**Aufgaben**
1. Prüfe, ob die folgenden Aussagen mit dem Textauszug über Schostakowitschs Klaviersonaten übereinstimmen. Antworte jeweils mit Ja oder Nein und zitiere die entscheidenden Worte aus dem Text.
(a) Die erste Klaviersonate besteht aus nur einem Satz.
(b) Der Verweis auf die Oktoberrevolution blieb im Manuskript der Sonate stehen.
(c) In Schostakowitschs Tonreihe fehlt der Ton G.
2. Schreibe den Textauszug über Schostakowitschs Klaviersonaten nach seinem letzten Satz weiter.

Zwei Klaviersonaten hat Dmitri Schostakowitsch komponiert. Sie könnten unterschiedlicher nicht sein. Die erste ist ein einsätziges Gebilde im avantgardistischen, politisch engagierten Stil der Zweiten Symphonie und zählt zu den harmoisch kühnsten Experimenten dieses Komponisten, also zu jener Phase, die mit der offiziellen Verdammung der Oper Lady Macbeth von Mzensk endgültig zu Ende ging.
Die zweite Sonate gehört der Periode der Kriegs-Symphonien an und entstand nach Vollendung der → Leningrader Symphonie, parallel zum Kompositionsprozeß der Achten.
Die einsätzige erste Klaviersonate ist eng verwandt mit der zweiten Symphonie und entstand offenkundig ursprünglich nach einem ähnlichen »Programm«. Wie die Symphonie trug die Sonate zunächst einen Verweis auf die »Oktoberrevolution.« Der 19-jährige Komponist hat diesen Verweis nach Publikation der Symphonie vom Manuskript der Sonate getilgt.
Stilistisch bedient er sich in beiden Werken einer avancierten Technik, die Arnold Schönbergs Zwölfton-Methode reflektiert. Nur daß Schostakowitschs »Zwölfton-Reihe« lediglich aus elf Tönen besteht: Das G fehlt, das Fis erklingt hingegen zweimal. Es steht im Quintenzirkel quasi in Opposition zum Grundton der Sonate, C.

**Datenliste**
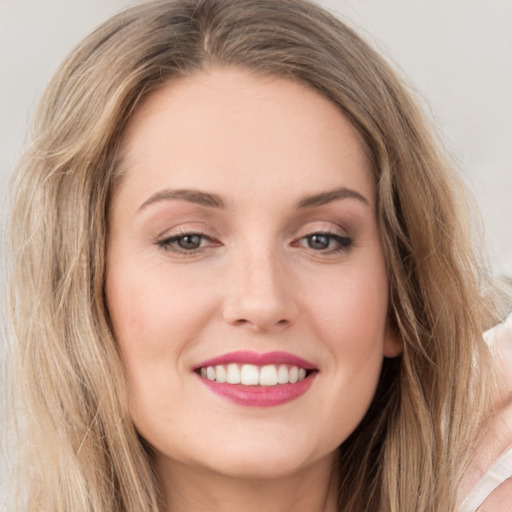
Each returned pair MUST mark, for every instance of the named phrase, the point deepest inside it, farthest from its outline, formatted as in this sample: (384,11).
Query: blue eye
(326,242)
(186,243)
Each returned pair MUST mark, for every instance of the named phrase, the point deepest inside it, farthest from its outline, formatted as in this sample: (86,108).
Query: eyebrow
(215,201)
(329,196)
(191,196)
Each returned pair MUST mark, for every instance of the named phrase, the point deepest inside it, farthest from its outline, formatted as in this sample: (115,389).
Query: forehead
(227,126)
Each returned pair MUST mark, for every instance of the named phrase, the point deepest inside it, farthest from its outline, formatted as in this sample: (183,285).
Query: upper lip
(258,359)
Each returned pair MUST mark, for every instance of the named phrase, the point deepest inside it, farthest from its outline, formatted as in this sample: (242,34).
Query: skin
(497,438)
(256,282)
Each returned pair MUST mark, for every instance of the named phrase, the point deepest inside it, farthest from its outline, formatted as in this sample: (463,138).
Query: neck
(186,489)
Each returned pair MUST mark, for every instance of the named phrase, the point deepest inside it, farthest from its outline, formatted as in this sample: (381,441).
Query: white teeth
(282,374)
(252,375)
(221,374)
(268,375)
(233,374)
(249,376)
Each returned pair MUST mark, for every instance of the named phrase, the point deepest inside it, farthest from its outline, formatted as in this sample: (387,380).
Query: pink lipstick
(257,379)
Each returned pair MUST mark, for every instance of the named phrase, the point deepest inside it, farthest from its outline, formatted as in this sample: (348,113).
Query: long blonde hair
(81,450)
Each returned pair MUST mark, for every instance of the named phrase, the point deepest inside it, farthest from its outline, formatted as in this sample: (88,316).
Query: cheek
(350,309)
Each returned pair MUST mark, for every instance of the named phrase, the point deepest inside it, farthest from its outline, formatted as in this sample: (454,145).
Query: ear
(393,345)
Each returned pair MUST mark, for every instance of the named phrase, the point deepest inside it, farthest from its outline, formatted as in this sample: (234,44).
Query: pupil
(189,242)
(319,242)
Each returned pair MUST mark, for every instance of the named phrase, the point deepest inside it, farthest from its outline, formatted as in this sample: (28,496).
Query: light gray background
(456,53)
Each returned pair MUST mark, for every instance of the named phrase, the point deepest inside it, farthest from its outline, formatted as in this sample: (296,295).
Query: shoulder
(500,500)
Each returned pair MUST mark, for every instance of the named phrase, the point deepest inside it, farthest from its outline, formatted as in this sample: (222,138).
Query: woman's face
(244,246)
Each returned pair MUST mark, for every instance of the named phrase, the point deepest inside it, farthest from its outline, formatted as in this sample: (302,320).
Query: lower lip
(260,396)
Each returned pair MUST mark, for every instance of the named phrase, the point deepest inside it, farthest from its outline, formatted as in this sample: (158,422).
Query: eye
(186,243)
(325,242)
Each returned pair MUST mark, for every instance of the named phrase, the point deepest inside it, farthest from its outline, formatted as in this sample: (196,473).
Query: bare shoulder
(500,500)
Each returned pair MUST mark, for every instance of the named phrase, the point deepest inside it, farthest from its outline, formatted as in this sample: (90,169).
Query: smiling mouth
(253,375)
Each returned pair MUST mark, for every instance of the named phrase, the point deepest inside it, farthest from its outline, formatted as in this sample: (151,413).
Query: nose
(260,294)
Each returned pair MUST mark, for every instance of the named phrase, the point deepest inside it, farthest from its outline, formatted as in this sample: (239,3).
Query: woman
(240,277)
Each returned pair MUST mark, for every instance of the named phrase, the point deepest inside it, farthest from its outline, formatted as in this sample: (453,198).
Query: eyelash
(344,243)
(171,244)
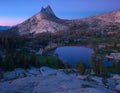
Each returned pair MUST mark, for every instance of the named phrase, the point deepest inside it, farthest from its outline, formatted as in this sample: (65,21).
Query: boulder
(47,71)
(9,75)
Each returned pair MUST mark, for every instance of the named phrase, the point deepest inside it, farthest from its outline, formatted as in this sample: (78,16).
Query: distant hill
(46,21)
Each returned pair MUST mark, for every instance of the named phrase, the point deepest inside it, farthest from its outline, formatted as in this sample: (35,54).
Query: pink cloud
(11,21)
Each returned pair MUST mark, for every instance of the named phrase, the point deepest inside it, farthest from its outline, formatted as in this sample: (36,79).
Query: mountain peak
(47,11)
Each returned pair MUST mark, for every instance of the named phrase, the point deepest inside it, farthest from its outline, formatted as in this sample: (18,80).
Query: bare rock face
(44,21)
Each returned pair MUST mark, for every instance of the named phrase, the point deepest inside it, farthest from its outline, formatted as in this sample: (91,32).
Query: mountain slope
(2,28)
(46,21)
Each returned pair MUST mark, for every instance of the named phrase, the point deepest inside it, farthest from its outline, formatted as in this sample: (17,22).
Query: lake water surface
(74,54)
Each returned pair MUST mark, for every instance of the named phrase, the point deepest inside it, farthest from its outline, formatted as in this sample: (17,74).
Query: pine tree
(81,67)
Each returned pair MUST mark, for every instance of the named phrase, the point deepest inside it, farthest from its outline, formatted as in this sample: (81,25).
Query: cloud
(11,21)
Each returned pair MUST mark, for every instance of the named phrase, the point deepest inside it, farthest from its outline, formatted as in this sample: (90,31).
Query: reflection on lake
(74,54)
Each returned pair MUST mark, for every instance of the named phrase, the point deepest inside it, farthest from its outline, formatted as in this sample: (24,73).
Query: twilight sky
(13,12)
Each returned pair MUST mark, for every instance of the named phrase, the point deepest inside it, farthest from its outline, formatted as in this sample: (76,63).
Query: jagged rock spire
(47,11)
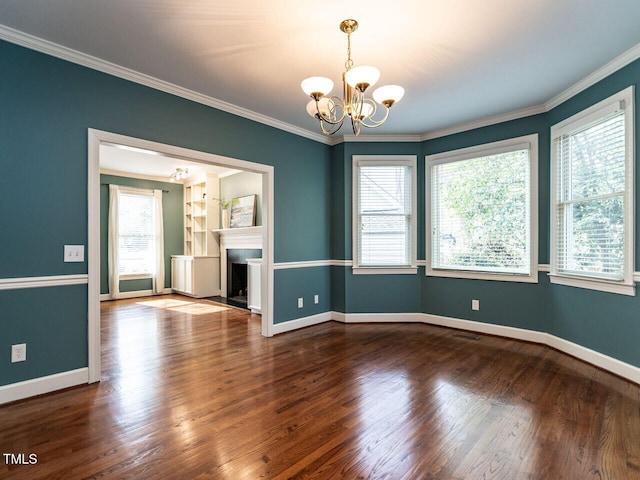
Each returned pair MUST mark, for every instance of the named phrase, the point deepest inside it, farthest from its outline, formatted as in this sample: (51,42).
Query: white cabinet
(197,272)
(195,276)
(254,277)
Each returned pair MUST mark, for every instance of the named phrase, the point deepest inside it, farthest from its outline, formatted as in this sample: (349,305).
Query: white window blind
(590,199)
(384,214)
(482,211)
(136,234)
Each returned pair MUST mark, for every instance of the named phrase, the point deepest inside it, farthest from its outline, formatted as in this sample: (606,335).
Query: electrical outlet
(18,352)
(74,253)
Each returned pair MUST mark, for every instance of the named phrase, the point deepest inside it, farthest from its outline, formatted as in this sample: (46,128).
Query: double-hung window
(482,211)
(136,233)
(592,158)
(384,221)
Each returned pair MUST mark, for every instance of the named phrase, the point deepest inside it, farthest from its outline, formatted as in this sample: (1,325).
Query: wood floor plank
(190,390)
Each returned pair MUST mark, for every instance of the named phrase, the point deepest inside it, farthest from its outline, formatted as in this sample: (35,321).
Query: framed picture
(243,212)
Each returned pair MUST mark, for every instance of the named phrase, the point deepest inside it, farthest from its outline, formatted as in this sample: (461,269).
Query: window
(483,216)
(592,197)
(384,231)
(136,234)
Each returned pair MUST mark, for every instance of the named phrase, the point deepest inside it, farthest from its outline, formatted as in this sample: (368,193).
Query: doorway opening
(96,138)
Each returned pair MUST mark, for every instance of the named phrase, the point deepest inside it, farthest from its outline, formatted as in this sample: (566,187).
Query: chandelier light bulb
(316,87)
(362,77)
(387,95)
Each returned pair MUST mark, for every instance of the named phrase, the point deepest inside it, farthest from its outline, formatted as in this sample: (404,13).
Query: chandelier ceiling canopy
(180,174)
(331,112)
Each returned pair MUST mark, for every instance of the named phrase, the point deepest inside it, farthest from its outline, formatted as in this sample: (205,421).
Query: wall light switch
(18,352)
(74,253)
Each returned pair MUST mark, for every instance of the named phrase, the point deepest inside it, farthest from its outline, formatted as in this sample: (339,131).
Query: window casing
(482,211)
(384,221)
(136,234)
(592,198)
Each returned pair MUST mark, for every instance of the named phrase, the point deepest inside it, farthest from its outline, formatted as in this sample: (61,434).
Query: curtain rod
(164,191)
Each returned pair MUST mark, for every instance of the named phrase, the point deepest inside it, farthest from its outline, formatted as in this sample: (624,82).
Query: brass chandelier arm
(331,120)
(369,122)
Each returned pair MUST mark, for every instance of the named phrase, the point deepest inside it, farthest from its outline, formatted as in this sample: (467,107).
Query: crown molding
(613,66)
(484,122)
(44,46)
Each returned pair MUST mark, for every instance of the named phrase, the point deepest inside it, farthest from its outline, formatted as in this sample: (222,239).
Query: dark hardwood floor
(190,390)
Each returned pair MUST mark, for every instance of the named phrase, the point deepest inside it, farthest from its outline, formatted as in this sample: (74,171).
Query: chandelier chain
(348,63)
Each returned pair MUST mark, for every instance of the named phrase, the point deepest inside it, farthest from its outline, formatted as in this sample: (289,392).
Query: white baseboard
(134,294)
(39,386)
(585,354)
(303,322)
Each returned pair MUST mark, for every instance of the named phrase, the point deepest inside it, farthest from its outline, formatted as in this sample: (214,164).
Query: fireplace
(237,274)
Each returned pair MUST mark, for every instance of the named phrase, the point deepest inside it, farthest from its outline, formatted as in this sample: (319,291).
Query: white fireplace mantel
(243,237)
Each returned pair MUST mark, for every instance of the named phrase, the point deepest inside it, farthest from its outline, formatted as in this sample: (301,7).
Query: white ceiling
(460,61)
(148,164)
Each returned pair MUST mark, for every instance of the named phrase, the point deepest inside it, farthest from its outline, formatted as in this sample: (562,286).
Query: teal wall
(604,322)
(47,106)
(172,216)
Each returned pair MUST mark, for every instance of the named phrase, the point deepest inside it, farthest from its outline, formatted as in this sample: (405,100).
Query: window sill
(138,276)
(385,270)
(600,285)
(500,277)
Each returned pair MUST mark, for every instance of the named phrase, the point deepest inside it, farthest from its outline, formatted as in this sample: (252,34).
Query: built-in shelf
(228,232)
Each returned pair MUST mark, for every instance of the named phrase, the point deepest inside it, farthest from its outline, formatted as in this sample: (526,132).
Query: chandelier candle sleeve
(331,112)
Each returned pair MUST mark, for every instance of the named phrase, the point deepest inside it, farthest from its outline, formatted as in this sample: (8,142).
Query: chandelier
(179,174)
(331,112)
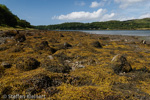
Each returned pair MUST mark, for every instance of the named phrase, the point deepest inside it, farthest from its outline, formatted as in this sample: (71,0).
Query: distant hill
(109,25)
(7,18)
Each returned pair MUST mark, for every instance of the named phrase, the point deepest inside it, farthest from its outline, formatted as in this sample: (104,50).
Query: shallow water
(119,32)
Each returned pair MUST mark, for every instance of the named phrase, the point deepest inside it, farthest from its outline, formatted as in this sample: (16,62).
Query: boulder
(27,63)
(96,44)
(41,81)
(44,46)
(120,64)
(6,65)
(20,38)
(67,45)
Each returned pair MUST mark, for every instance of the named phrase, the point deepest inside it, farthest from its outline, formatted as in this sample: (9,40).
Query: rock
(120,64)
(67,45)
(143,42)
(20,38)
(6,65)
(50,57)
(56,67)
(31,91)
(51,91)
(81,66)
(41,81)
(44,46)
(27,63)
(10,33)
(96,44)
(6,90)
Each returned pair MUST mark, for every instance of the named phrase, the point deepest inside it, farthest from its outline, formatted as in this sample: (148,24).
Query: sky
(48,12)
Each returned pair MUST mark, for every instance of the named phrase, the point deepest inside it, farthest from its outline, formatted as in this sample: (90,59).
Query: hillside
(7,18)
(111,25)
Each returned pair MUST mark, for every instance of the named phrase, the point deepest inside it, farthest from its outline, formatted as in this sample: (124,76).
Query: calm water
(120,32)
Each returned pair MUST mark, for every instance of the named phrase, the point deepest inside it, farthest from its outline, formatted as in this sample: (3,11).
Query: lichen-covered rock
(44,46)
(20,38)
(6,64)
(2,69)
(10,33)
(41,81)
(96,44)
(120,64)
(26,63)
(67,45)
(56,67)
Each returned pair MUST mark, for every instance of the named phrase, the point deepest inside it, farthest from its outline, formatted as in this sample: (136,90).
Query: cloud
(126,3)
(98,4)
(147,15)
(99,15)
(81,3)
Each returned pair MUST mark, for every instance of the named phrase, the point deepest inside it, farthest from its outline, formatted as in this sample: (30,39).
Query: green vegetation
(74,65)
(109,25)
(8,19)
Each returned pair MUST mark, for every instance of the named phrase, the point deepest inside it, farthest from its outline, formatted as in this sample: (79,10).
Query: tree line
(7,18)
(112,25)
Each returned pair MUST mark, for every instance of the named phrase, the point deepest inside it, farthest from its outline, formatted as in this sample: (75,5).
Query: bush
(26,63)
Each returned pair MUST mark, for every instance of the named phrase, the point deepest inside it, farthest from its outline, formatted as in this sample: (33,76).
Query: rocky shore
(74,65)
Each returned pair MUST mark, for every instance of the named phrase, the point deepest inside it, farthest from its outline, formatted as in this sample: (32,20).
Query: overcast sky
(46,12)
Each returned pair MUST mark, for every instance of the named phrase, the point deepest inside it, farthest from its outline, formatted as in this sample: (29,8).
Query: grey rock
(6,65)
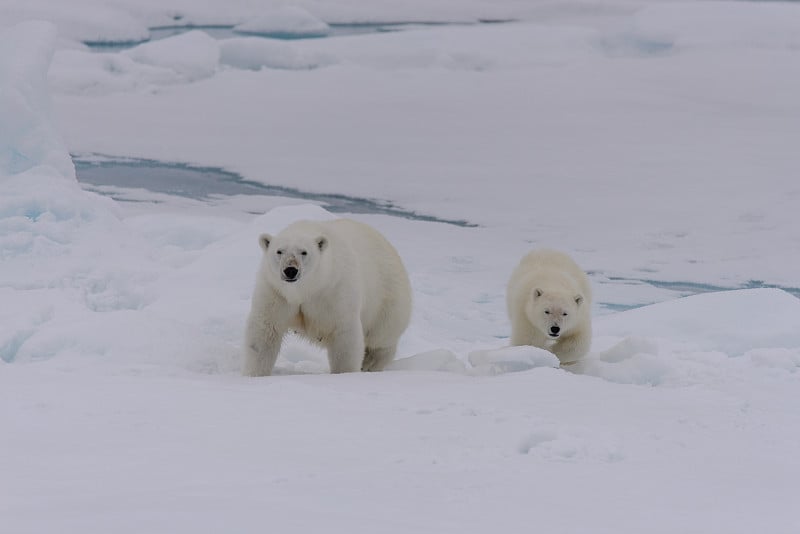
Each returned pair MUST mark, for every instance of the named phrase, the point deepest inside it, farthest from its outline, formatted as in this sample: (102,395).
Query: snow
(656,142)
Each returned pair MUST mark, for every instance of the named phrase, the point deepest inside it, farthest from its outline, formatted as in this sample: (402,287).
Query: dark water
(226,32)
(202,183)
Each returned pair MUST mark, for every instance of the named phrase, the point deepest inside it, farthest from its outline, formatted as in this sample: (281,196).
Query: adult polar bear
(340,284)
(549,303)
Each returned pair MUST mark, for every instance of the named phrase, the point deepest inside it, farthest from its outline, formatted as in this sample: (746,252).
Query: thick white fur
(548,289)
(352,296)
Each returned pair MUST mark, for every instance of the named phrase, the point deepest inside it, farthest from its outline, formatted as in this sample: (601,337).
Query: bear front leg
(571,348)
(263,339)
(346,350)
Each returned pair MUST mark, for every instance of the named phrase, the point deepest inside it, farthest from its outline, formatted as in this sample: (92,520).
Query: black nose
(290,273)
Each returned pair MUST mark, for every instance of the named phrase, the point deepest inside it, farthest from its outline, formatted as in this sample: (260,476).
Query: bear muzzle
(290,274)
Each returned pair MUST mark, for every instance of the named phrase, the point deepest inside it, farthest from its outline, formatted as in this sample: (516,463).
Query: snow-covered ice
(654,141)
(286,20)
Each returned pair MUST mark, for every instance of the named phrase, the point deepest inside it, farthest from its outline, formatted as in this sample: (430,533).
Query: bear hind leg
(346,351)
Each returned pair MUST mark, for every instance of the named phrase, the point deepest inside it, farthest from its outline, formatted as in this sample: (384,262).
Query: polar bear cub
(549,303)
(338,283)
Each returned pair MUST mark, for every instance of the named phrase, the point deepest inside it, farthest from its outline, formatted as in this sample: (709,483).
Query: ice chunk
(254,53)
(27,137)
(730,321)
(288,21)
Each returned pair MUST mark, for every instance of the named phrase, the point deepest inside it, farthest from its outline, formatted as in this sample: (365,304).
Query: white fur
(548,292)
(351,295)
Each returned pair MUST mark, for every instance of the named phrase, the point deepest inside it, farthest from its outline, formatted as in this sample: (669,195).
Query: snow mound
(254,53)
(434,360)
(285,21)
(193,55)
(510,360)
(81,72)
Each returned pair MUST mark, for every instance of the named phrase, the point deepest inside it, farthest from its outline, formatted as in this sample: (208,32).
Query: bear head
(291,257)
(554,312)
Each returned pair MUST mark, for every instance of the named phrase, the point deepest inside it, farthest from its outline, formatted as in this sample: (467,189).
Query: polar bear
(338,283)
(549,303)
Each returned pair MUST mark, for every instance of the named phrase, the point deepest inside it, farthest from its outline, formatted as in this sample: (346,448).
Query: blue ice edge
(201,183)
(684,289)
(221,31)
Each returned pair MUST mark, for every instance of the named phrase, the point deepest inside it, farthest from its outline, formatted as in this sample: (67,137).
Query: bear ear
(263,240)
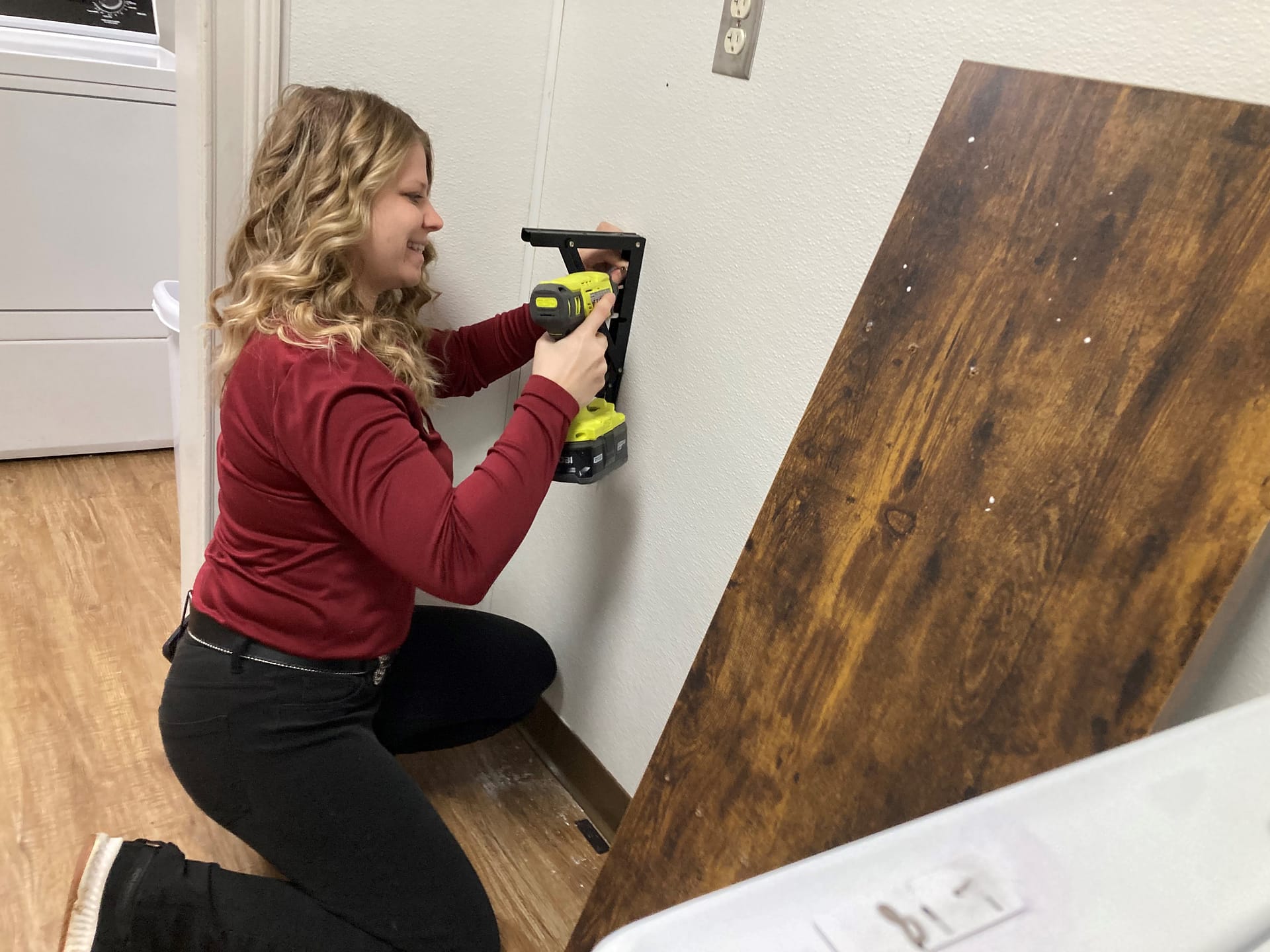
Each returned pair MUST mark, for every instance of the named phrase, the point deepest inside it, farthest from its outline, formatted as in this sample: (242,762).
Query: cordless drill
(596,444)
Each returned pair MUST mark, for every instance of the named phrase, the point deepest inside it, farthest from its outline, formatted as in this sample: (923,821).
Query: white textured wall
(472,75)
(763,204)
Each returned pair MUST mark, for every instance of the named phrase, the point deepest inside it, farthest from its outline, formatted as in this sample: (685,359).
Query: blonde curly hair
(324,157)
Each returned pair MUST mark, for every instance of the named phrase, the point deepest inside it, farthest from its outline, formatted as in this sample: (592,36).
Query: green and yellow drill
(597,442)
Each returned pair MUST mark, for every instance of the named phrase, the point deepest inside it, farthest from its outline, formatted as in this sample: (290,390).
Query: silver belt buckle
(382,668)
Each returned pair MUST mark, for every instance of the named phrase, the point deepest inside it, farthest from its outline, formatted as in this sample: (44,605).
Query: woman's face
(402,220)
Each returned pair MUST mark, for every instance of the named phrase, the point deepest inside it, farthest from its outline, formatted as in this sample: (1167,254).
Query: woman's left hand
(605,259)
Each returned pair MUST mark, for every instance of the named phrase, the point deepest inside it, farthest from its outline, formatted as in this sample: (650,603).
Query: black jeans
(302,767)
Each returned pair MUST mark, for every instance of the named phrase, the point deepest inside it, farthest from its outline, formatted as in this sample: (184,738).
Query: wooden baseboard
(579,771)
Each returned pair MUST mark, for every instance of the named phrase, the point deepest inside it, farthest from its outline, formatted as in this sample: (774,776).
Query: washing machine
(88,226)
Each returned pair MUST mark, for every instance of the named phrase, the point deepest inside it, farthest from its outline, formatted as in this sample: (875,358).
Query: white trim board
(230,61)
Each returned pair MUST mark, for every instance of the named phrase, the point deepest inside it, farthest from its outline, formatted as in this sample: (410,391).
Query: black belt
(211,634)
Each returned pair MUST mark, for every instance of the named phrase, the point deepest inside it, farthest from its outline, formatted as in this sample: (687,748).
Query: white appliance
(1159,846)
(88,225)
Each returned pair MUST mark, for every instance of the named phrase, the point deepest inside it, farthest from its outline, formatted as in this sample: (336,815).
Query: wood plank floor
(88,592)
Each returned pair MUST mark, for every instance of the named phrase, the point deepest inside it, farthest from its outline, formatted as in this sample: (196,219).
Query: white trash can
(167,307)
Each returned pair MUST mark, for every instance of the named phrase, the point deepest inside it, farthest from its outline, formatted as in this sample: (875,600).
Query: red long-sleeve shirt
(337,495)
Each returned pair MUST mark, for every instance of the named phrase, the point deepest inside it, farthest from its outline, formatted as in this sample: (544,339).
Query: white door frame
(230,66)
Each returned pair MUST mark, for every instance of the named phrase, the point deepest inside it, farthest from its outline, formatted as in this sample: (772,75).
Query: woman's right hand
(577,362)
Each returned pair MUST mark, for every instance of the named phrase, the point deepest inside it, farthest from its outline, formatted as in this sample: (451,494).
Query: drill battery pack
(596,444)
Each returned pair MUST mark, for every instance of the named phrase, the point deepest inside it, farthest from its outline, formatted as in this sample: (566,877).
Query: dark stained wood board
(1034,462)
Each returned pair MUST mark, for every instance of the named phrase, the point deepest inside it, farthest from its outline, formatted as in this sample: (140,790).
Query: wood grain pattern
(1028,475)
(88,590)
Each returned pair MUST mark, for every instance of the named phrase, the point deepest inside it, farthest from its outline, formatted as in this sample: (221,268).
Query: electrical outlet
(738,32)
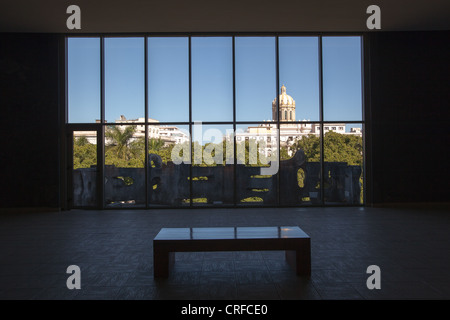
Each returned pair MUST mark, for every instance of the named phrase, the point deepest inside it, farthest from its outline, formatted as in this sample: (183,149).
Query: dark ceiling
(110,16)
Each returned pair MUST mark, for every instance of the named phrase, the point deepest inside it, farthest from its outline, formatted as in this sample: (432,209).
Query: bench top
(221,233)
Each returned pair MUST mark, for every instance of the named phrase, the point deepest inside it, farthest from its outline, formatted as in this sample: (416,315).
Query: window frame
(67,127)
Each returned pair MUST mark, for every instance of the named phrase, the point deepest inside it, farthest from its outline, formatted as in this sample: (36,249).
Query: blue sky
(212,78)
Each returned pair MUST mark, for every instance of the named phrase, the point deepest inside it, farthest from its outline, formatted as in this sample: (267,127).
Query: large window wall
(189,121)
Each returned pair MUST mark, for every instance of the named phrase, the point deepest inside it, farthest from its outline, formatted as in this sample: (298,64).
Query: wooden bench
(293,240)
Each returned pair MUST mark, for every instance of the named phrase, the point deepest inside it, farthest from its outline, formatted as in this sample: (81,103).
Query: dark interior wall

**Lösungen**
1.
(a) Ja: „Die erste ist ein einsätziges Gebilde“
(b) Nein: „Der 19-jährige Komponist hat diesen Verweis nach Publikation der Symphonie vom Manuskript der Sonate getilgt.“
(c) Ja: „Das G fehlt, das Fis erklingt hingegen zweimal.“

2.
Aus der Spannung zwischen diesen beiden Polen gewinnt Schostakowitsch die Energie für den formalen Prozeß, der das etwa 13 Minuten lange Werk umfaßt. Aus einem wild gestikulierenden Stimmengewirr wächst ein kraftvolles Klangbild, in dessen expressionistischer Zeichnung sich der Grundton C mehr und mehr zu verlieren scheint und dem Gegenpol Fis zustrebt. Nach einer ruhigeren Passage in Fis-Dur führt der tonale Kampf in einem heftig bewegten Allegro. Zuletzt lotet Schostakowitsch die Kontrastwirkungen auch mittels Gegenüberstellung des äußersten Diskants mit dem tiefsten Ton der Klaviatur, dem C, das als Schlußpunkt das Ende der harmonischen Querelen markiert.
Allegretto Largo Moderato con moto
Die zweite Sonate in h-Moll mit einem langsamen, dem Andenken von Schostakowitschs Klavierprofessor Leonid Nikolajew gewidmeten Mittelsatz in As, wird vom groß angelegten Finale dominiert, das etwa so lange dauert wie die beiden vorangehenden Sätze zusammengenommen. Es ist eine Folge von Variationen über seltsam disparat anmutendes, eher eine Reihe von kontrastierenden Motiven darstellendes »Thema« dessen langsame Stabilisierung offenbar das formale Ziel der Komposition darstellt: Nach höchst abwechslungsreichen Episoden kehren in diesem Kristallisationsprozeß die Bewegung des Kopfsatzes und die Stimmungswelt des Largos wieder, kontrapunktisch kombiniert mit dem Themenmaterial des Finales.